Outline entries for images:
[BEGIN]

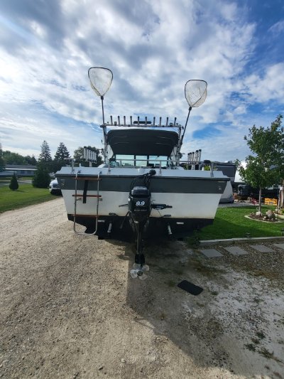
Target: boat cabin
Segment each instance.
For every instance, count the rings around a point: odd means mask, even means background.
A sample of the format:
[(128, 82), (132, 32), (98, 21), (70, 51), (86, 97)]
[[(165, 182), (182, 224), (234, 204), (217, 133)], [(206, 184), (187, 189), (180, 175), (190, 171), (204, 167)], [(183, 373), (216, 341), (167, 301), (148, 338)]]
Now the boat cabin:
[(111, 129), (106, 135), (110, 166), (171, 168), (176, 165), (178, 134), (157, 129)]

[END]

Could you reproduce the lines above word for word, omitting the pictures?

Target: boat cabin
Segment each instance.
For every instance, count the rings around a point: odd means mask, even means background.
A sample of the format:
[(128, 82), (132, 32), (98, 21), (70, 51), (86, 97)]
[[(165, 182), (182, 224), (234, 204), (217, 133)], [(206, 184), (187, 189), (180, 175), (190, 171), (204, 167)], [(183, 373), (216, 341), (167, 301), (148, 338)]]
Now the boat cabin:
[(111, 129), (106, 135), (110, 166), (171, 168), (176, 165), (178, 134), (157, 129)]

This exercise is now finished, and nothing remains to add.